Im Übrigen wird die Beschwerde als unbegründet abgewiesen.
Die Bundeshauptstadt Wien hat dem Beschwerdeführer Aufwendungen in der Höhe von EUR 991,20 binnen zwei Wochen bei sonstiger Exekution zu ersetzen.
Begründung
Mit Straferkenntnis des Magistrates der Stadt Wien vom 28. November 2002 wurde dem Beschwerdeführer Folgendes angelastet:
"Sie haben am
1)
29.08.2002 um 22:10 Uhr,
2)
30.08.2002 von 00:10 Uhr bis 00:25 Uhr und
3)
01.09.2002 von 00:50 Uhr bis 01:15 Uhr
in Wien ..., G-Gasse 28 im Innenhof des Hauses Ihre beiden Hunde derart verwahrt, daß Menschen, die nicht im selben Haushalt leben, durch ungebührlich lautes Bellen der Tiere unzumutbar belästigt wurden.
Sie haben dadurch folgenden Rechtsvorschriften verletzt:
§ 28 Abs. 2 Z. 1 in Verbindung mit § 11 Abs. 4 Z. 2 Wiener Tierschutz- und Tierhaltegesetz vom 24. Juni 1987, LGBl. f. Wien Nr. 39/1987 i.d.g.F.
--
- [Aufgabe 1]: Schreiben Sie den obigen Auszug zur Beschwerde gegen das Straferkenntnis wegen Hundegebells vollständig und unverändert ab.

- [Auflistung]:
--
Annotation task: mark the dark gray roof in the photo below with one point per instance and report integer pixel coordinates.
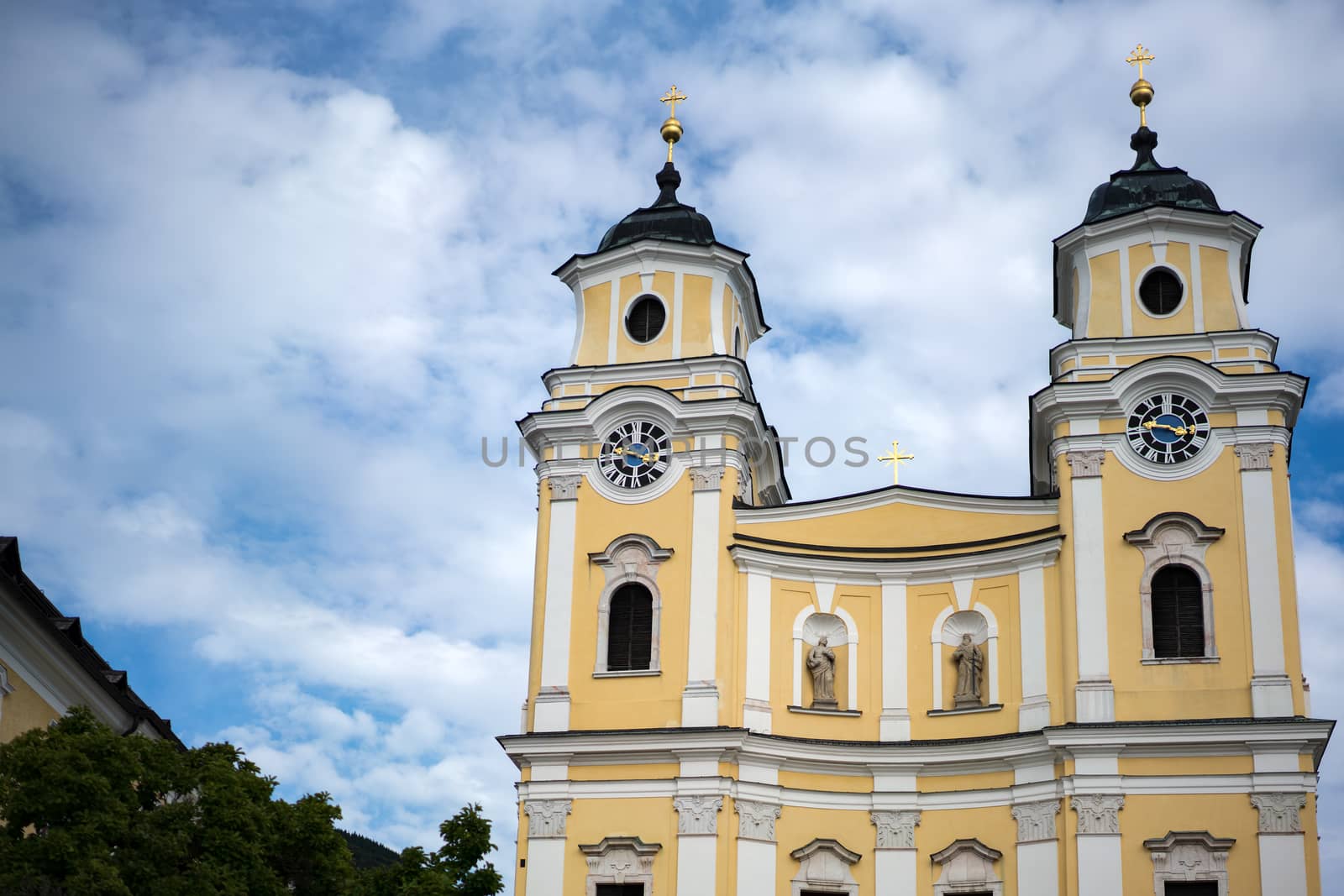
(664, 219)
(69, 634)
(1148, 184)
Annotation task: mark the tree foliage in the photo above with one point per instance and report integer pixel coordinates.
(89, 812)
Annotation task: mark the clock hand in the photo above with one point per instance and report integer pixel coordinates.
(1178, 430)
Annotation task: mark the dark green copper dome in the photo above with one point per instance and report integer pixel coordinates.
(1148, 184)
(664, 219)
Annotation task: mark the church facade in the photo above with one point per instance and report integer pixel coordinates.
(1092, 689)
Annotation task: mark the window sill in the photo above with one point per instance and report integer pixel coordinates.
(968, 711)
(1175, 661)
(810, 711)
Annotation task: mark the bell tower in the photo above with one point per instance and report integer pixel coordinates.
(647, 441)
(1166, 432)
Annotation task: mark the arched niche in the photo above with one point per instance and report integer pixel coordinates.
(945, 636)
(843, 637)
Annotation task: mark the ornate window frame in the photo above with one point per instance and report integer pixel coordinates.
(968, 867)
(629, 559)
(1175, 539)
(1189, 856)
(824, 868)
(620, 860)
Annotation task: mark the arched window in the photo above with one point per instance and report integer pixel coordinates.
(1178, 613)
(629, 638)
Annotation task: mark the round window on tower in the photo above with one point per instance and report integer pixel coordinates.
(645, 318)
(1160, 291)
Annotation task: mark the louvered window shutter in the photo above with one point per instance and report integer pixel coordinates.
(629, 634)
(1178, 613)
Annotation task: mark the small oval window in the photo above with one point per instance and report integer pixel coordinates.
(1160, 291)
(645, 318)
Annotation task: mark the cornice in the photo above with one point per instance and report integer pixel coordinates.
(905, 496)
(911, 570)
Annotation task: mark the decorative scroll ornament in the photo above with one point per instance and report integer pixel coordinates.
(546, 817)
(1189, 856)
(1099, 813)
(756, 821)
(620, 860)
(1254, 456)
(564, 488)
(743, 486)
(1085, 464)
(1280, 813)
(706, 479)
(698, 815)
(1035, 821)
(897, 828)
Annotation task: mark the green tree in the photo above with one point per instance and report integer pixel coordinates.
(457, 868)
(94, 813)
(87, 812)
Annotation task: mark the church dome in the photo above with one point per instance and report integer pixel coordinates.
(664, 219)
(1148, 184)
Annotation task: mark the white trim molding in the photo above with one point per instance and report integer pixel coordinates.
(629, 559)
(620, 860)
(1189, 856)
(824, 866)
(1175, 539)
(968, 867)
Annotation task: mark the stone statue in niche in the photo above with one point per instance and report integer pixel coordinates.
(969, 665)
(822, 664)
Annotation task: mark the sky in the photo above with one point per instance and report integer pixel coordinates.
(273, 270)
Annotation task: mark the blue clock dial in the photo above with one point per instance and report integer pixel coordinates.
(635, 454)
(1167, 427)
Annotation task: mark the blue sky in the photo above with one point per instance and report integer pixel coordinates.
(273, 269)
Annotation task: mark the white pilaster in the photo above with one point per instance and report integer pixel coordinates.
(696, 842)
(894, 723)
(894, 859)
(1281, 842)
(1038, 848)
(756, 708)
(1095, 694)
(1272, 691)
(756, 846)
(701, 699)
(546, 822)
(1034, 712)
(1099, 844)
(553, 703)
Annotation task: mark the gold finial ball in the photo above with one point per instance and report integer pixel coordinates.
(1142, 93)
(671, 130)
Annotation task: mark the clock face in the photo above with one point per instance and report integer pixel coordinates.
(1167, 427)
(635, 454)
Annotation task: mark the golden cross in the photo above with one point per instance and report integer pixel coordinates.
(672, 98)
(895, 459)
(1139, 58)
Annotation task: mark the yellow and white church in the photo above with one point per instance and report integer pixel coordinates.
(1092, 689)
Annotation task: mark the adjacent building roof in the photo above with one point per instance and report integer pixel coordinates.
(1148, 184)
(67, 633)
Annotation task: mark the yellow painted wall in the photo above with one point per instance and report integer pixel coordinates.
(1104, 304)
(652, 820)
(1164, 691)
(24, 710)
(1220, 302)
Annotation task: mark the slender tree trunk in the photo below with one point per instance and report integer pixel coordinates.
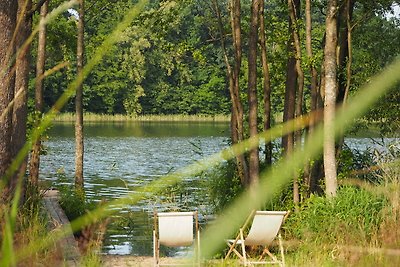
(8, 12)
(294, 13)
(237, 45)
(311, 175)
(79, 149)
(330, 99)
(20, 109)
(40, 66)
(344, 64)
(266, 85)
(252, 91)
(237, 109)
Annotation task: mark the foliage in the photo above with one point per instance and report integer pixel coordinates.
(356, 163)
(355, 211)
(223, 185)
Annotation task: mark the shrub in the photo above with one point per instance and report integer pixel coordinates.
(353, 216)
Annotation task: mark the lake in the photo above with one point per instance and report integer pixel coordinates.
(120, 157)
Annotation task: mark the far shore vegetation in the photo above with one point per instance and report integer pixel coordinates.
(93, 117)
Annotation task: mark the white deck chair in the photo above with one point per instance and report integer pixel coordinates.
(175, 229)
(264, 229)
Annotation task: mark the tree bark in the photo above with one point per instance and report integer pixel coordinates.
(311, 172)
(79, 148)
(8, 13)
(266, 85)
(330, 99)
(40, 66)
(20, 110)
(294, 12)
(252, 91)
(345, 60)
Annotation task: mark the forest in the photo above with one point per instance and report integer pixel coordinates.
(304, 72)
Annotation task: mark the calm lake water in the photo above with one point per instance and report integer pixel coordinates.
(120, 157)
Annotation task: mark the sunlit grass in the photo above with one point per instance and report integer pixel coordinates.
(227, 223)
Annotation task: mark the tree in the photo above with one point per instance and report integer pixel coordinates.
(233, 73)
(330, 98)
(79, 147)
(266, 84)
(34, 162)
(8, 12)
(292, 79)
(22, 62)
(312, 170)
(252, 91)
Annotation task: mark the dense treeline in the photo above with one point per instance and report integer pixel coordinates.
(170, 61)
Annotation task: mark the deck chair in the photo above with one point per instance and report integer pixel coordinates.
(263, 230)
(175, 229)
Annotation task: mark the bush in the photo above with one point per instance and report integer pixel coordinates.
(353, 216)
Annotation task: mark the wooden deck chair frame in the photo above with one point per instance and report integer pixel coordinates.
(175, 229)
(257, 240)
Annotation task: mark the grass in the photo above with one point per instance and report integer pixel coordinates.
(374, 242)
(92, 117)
--
- [Aufgabe 2]: Zählen Sie, in wie vielen Zeilen der Datensätze die Zeichenfolge „arched“ vorkommt, wobei Groß- und Kleinschreibung zu beachten ist. Nennen Sie ausschließlich die Zahl.

- [Lösung 1]:
Im Übrigen wird die Beschwerde als unbegründet abgewiesen.
Die Bundeshauptstadt Wien hat dem Beschwerdeführer Aufwendungen in der Höhe von EUR 991,20 binnen zwei Wochen bei sonstiger Exekution zu ersetzen.
Begründung
Mit Straferkenntnis des Magistrates der Stadt Wien vom 28. November 2002 wurde dem Beschwerdeführer Folgendes angelastet:
"Sie haben am
1)
29.08.2002 um 22:10 Uhr,
2)
30.08.2002 von 00:10 Uhr bis 00:25 Uhr und
3)
01.09.2002 von 00:50 Uhr bis 01:15 Uhr
in Wien ..., G-Gasse 28 im Innenhof des Hauses Ihre beiden Hunde derart verwahrt, daß Menschen, die nicht im selben Haushalt leben, durch ungebührlich lautes Bellen der Tiere unzumutbar belästigt wurden.
Sie haben dadurch folgenden Rechtsvorschriften verletzt:
§ 28 Abs. 2 Z. 1 in Verbindung mit § 11 Abs. 4 Z. 2 Wiener Tierschutz- und Tierhaltegesetz vom 24. Juni 1987, LGBl. f. Wien Nr. 39/1987 i.d.g.F.

- [Lösung 2]: 2